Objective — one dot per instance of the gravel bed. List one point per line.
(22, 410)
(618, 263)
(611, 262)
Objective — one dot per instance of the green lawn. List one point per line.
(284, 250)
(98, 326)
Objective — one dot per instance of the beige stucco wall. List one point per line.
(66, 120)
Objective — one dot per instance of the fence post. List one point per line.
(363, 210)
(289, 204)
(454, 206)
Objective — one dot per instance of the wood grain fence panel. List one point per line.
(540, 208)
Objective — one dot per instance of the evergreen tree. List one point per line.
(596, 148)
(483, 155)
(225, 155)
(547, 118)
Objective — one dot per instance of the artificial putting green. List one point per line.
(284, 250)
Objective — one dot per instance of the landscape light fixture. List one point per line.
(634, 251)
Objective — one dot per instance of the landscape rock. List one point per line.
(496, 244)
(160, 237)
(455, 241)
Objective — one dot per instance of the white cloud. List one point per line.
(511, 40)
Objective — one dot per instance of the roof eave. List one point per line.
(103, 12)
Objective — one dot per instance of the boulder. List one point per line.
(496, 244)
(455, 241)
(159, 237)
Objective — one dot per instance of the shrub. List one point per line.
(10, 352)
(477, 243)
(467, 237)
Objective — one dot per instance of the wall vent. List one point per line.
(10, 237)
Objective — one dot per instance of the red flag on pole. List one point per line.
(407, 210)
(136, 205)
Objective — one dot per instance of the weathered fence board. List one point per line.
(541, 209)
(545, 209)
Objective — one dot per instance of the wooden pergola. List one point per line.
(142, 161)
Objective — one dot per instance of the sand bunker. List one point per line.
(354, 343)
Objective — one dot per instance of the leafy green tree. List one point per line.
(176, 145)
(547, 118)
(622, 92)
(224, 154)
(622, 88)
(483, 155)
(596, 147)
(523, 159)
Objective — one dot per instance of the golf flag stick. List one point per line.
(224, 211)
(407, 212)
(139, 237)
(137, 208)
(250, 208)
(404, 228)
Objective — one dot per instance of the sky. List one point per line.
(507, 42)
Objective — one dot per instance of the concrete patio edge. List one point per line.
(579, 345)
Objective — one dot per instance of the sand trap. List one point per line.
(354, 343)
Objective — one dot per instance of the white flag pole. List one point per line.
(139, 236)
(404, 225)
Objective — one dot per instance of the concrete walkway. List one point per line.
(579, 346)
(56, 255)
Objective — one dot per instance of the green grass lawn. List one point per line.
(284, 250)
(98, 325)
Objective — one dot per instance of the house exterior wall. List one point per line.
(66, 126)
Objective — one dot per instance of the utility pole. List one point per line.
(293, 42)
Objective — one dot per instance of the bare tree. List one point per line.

- - - -

• _Aufgabe_:
Schreibe die Einträge oben neu und setze dabei überall "Task" anstelle von "Objective"; alles Übrige bleibt gleich.

• _Antwort_:
Task — one dot per instance of the gravel bed. List one point per line.
(22, 410)
(618, 263)
(611, 262)
Task — one dot per instance of the green lawn. List one point per line.
(284, 250)
(98, 326)
Task — one dot per instance of the beige stucco wall. List one point per line.
(66, 120)
Task — one dot per instance of the fence post. List one point per line.
(363, 210)
(289, 204)
(454, 206)
Task — one dot per instance of the wood grain fence panel. List one point per line.
(540, 208)
Task — one dot per instance of the evergreen tree. List one point per line.
(596, 148)
(483, 155)
(225, 155)
(547, 118)
Task — one dot per instance of the artificial putting green. List one point per line.
(284, 250)
Task — one dot per instance of the landscape light fixture. List one point per line.
(634, 251)
Task — one dot per instance of the landscape rock. List one point per line.
(496, 244)
(160, 237)
(455, 241)
Task — one dot per instance of the white cloud. List one point per line.
(511, 40)
Task — one dot per instance of the roof eave. List one point per line.
(103, 12)
Task — one dot per instance of the boulder. List one point per line.
(496, 244)
(455, 241)
(159, 237)
Task — one dot per instance of the shrub. List one point per line.
(10, 352)
(477, 243)
(467, 237)
Task — one dot per instance of the wall vent. List one point per line.
(10, 237)
Task — one dot per instance of the red flag on pole. List one point per line.
(407, 210)
(136, 205)
Task — one dot per instance of the weathered fence board. List one point per line.
(541, 209)
(545, 209)
Task — one dot per instance of the wooden pergola. List one point per line.
(142, 161)
Task — one dot per instance of the sand bunker. List one point per line.
(354, 343)
Task — one dot per instance of the leafy green tree. List one point per line.
(176, 145)
(547, 118)
(622, 92)
(224, 154)
(622, 88)
(483, 155)
(596, 147)
(523, 159)
Task — one dot per instance of the golf flag stick. List one point per line.
(224, 211)
(407, 212)
(139, 237)
(137, 208)
(250, 208)
(404, 228)
Task — one dot per instance of the sky. List one point per line.
(507, 42)
Task — one dot per instance of the concrete patio edge. List one point per line.
(579, 345)
Task — one dot per instance of the sand trap. List one point per line.
(354, 343)
Task — one dot per instance of the white flag pole. List one point per line.
(139, 236)
(404, 225)
Task — one dot per instance of the concrete walkway. List one point per line.
(579, 346)
(56, 255)
Task — one dot per instance of the green grass lawn. List one point per line.
(284, 250)
(98, 325)
Task — one dot per instance of the house exterior wall. List one point per line.
(66, 126)
Task — one dot per instance of the utility pole. List one point per line.
(293, 42)
Task — one dot per instance of the bare tree. List one point per line.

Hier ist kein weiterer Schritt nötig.